Count the lines in the records below that contain the string "smartphone". Reply with that number only.

(Stored data)

=======

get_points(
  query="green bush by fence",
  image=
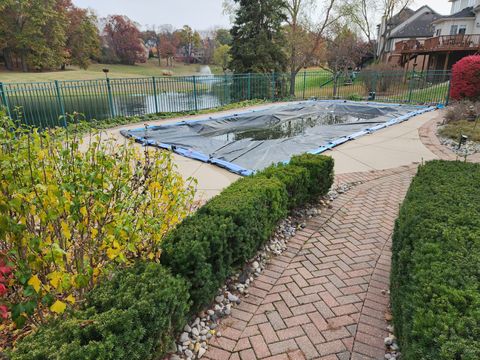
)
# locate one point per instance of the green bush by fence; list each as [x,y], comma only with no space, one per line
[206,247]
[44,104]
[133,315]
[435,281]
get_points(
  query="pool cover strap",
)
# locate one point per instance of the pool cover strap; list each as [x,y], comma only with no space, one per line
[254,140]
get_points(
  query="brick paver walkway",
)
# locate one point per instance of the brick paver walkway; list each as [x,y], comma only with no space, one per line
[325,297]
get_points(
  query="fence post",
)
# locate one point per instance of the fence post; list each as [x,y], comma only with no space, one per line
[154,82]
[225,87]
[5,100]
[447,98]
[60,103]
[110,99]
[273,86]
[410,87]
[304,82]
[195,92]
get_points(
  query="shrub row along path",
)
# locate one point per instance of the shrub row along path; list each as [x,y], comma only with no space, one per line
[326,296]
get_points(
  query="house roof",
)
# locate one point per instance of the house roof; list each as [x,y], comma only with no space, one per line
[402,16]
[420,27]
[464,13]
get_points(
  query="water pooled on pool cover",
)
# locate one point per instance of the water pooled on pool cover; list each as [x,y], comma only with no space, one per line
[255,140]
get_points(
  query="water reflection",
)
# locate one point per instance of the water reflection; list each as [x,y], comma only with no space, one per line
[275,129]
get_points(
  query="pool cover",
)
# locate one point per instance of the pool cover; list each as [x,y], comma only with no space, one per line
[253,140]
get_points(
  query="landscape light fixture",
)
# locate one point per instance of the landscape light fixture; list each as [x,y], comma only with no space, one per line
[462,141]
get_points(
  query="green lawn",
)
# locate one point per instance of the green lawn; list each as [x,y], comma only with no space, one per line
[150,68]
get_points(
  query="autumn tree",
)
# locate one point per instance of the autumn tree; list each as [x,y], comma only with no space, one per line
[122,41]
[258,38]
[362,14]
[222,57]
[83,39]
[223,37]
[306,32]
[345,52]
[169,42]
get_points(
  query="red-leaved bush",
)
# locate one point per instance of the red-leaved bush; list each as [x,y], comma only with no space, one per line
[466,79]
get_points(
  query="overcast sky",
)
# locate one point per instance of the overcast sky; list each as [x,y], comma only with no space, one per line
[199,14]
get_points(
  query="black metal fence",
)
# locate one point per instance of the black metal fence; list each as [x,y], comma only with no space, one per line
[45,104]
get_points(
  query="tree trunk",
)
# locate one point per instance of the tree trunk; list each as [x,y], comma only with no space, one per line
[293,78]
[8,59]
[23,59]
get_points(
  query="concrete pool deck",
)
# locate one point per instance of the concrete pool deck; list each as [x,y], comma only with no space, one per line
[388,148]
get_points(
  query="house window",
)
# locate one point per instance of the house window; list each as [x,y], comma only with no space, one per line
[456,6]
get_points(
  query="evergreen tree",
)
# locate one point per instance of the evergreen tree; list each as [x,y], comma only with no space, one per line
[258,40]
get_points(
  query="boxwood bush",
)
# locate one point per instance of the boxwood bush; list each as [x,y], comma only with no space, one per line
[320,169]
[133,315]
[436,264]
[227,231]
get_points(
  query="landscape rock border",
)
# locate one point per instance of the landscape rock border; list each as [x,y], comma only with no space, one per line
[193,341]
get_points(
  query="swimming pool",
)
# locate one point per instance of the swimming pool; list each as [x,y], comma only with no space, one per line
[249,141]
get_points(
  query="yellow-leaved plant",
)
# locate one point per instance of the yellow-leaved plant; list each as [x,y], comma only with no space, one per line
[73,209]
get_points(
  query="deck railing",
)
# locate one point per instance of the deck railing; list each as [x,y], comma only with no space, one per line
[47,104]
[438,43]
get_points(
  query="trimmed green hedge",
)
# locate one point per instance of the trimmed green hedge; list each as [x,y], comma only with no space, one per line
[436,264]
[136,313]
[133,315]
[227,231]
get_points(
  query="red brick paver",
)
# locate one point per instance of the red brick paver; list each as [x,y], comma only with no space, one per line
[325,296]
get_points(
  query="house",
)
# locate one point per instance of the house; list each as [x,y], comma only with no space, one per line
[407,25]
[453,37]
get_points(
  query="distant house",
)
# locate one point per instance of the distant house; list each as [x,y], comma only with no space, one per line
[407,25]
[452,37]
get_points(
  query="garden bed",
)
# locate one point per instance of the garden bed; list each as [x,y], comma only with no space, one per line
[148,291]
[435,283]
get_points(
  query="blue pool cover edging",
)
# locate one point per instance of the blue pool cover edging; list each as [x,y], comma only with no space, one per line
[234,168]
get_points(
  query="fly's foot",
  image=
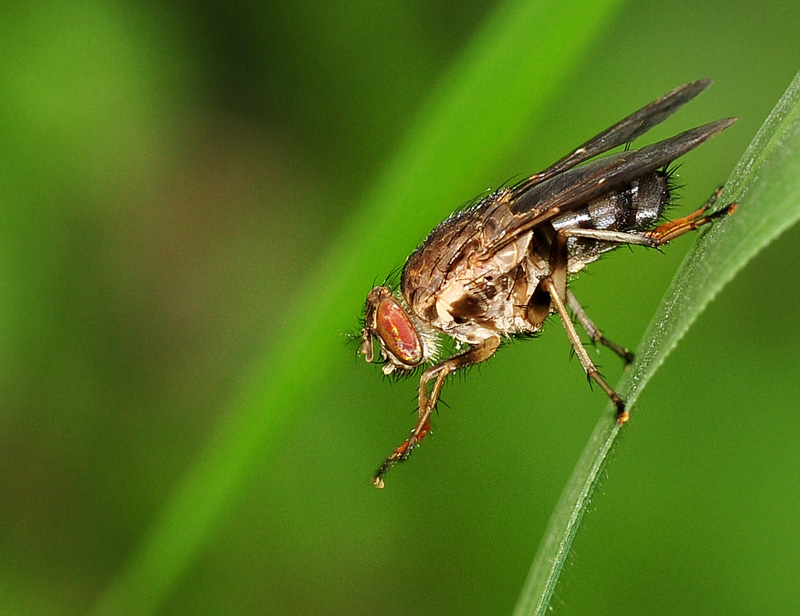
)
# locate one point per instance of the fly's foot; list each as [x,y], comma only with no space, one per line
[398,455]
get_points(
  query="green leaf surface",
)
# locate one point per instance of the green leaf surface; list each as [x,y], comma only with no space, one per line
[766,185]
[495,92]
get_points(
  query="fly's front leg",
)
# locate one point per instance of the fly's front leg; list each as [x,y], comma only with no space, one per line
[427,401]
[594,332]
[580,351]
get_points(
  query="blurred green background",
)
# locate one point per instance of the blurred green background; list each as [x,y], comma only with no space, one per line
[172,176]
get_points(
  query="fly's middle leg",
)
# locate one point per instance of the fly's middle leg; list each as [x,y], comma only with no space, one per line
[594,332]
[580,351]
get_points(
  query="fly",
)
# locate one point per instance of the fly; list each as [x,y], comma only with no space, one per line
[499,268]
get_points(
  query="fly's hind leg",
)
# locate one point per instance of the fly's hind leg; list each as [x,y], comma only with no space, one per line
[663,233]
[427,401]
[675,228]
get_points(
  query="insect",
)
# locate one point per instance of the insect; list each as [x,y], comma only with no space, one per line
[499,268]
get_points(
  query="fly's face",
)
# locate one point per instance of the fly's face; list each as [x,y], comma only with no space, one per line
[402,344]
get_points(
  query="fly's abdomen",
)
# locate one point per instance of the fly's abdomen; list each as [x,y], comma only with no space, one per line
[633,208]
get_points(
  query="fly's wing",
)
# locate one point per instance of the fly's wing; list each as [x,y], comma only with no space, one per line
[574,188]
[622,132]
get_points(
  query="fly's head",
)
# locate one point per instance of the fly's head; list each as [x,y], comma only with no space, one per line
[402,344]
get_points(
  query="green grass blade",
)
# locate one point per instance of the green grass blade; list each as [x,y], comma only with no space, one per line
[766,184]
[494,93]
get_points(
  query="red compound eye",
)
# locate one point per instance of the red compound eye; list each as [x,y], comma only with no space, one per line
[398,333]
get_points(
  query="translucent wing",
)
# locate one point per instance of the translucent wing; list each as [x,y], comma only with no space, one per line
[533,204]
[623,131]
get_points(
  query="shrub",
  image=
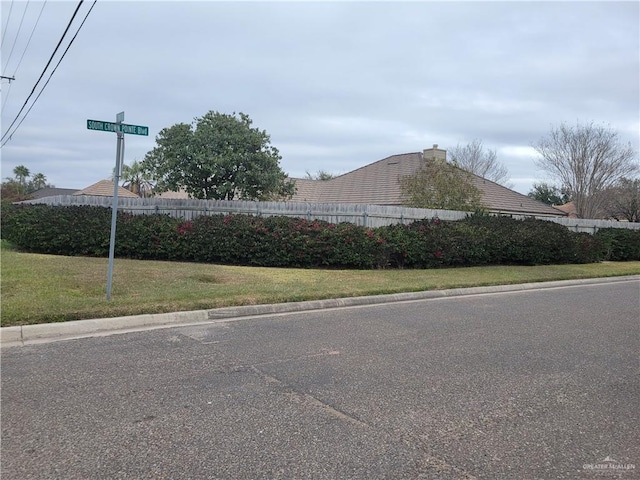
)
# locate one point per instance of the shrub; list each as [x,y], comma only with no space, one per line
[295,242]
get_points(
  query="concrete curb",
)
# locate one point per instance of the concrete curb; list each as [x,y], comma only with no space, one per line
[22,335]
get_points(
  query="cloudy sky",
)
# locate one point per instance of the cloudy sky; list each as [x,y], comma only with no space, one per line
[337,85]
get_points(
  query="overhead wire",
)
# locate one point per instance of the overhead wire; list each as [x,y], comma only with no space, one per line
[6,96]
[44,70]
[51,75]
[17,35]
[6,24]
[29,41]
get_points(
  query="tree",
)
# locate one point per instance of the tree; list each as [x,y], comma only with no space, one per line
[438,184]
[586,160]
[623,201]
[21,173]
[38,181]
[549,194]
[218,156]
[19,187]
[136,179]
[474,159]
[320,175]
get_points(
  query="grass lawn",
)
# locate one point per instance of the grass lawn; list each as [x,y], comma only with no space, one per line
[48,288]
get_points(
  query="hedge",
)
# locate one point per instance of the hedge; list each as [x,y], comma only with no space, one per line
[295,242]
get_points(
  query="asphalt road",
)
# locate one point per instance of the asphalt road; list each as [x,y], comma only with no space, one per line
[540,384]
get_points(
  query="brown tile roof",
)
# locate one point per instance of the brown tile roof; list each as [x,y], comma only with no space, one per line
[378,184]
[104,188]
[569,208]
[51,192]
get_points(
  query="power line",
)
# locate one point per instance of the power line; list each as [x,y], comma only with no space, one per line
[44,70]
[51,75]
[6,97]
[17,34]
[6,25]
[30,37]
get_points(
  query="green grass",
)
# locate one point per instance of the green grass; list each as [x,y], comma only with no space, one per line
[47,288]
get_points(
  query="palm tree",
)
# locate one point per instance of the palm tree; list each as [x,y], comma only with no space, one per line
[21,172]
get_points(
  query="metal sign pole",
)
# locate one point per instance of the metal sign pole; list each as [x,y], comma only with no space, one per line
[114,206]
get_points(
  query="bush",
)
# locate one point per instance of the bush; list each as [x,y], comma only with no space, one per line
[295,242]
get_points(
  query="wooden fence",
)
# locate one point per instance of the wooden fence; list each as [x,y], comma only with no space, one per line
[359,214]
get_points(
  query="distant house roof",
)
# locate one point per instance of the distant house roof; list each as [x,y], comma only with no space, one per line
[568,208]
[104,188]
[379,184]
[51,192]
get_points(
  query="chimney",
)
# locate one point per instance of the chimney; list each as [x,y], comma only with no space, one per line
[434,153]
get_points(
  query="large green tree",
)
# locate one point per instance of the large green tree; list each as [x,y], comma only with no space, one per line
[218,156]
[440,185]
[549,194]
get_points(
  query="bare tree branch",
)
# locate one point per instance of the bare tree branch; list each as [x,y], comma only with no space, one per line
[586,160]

=======

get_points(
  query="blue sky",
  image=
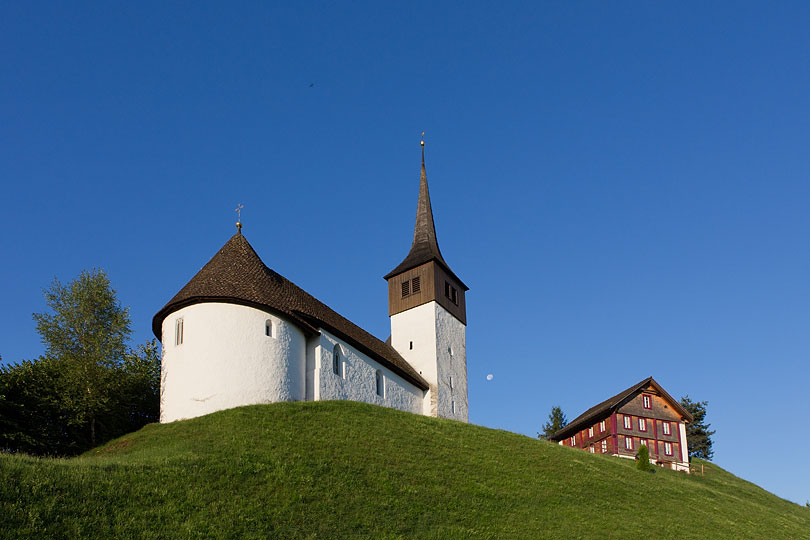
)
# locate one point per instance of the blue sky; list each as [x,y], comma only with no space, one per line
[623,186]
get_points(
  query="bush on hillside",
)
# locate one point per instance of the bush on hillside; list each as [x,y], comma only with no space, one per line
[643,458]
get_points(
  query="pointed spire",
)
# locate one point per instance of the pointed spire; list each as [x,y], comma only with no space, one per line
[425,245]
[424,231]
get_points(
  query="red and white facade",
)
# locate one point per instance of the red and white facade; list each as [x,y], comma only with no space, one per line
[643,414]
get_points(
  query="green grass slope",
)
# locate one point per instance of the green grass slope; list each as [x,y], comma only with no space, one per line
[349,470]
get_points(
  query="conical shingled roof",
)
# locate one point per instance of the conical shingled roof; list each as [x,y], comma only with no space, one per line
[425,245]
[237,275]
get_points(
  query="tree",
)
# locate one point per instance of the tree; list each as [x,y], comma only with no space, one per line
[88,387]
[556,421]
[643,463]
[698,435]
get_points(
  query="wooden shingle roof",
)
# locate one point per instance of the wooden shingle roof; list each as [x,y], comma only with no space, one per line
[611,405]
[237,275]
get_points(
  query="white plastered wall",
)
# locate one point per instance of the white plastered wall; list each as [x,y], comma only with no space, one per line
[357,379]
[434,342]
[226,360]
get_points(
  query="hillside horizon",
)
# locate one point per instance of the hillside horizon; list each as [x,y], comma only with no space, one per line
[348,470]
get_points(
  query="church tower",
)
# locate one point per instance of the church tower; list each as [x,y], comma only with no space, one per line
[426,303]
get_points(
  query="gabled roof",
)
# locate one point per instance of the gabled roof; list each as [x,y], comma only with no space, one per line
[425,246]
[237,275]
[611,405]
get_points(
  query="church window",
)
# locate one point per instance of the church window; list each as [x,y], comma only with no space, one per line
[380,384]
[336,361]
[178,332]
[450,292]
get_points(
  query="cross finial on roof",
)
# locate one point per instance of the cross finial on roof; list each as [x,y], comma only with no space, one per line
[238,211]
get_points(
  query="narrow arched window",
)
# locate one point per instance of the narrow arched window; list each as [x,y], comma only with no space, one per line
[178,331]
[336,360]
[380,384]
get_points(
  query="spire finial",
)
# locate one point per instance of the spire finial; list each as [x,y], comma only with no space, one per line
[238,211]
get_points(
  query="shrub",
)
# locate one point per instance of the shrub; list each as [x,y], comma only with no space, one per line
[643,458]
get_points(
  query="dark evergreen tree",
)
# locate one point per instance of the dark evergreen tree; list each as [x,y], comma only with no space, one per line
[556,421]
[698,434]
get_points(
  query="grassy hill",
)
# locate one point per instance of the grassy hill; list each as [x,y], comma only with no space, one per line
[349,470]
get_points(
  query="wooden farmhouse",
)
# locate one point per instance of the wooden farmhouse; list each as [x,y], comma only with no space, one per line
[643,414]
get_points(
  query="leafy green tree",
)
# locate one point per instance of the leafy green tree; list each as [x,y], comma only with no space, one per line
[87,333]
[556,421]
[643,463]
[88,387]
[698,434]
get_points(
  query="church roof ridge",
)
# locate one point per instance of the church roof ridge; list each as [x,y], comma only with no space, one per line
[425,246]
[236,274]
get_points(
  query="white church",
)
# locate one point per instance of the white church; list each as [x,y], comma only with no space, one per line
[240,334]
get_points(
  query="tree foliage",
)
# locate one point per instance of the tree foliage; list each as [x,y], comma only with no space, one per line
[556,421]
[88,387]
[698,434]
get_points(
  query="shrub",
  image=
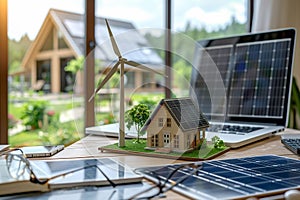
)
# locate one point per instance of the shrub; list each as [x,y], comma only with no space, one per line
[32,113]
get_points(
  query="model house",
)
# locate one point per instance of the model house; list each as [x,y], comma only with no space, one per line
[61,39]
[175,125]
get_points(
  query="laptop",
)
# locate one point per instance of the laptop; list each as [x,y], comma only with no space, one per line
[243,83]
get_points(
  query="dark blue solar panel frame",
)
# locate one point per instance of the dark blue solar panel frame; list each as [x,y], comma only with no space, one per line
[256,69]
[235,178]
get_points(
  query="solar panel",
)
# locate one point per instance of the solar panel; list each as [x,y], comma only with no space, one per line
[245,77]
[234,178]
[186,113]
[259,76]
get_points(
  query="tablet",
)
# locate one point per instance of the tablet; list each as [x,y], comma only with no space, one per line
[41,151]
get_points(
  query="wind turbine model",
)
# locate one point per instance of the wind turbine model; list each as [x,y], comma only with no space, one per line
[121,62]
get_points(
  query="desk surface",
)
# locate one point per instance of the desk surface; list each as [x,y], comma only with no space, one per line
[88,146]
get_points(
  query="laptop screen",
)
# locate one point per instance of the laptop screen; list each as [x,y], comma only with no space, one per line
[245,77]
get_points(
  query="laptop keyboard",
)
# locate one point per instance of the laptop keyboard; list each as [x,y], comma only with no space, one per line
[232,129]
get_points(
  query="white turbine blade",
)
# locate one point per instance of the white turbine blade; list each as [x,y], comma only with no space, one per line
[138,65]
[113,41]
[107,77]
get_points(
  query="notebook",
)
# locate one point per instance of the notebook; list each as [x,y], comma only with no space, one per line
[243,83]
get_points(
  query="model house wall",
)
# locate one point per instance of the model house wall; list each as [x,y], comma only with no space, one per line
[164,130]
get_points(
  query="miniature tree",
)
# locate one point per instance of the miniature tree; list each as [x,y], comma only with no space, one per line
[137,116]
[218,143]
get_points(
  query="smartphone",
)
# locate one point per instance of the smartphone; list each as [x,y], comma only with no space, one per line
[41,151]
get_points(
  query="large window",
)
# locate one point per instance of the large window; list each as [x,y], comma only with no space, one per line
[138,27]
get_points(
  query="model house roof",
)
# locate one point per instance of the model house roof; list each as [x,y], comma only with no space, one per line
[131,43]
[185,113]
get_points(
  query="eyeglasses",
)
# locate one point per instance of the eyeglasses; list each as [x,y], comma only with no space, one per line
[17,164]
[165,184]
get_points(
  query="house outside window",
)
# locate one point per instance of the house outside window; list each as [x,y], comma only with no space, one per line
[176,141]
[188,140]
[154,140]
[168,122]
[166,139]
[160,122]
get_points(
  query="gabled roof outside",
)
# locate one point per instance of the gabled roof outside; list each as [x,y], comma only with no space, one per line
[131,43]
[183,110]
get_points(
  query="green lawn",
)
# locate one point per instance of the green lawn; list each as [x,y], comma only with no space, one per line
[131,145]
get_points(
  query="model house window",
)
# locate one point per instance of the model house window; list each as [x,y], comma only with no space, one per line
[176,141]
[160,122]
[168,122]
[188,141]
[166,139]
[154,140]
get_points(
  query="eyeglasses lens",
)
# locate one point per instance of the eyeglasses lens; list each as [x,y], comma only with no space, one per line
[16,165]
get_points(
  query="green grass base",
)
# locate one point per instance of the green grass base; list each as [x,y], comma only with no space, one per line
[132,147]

=======

FULL RESPONSE:
2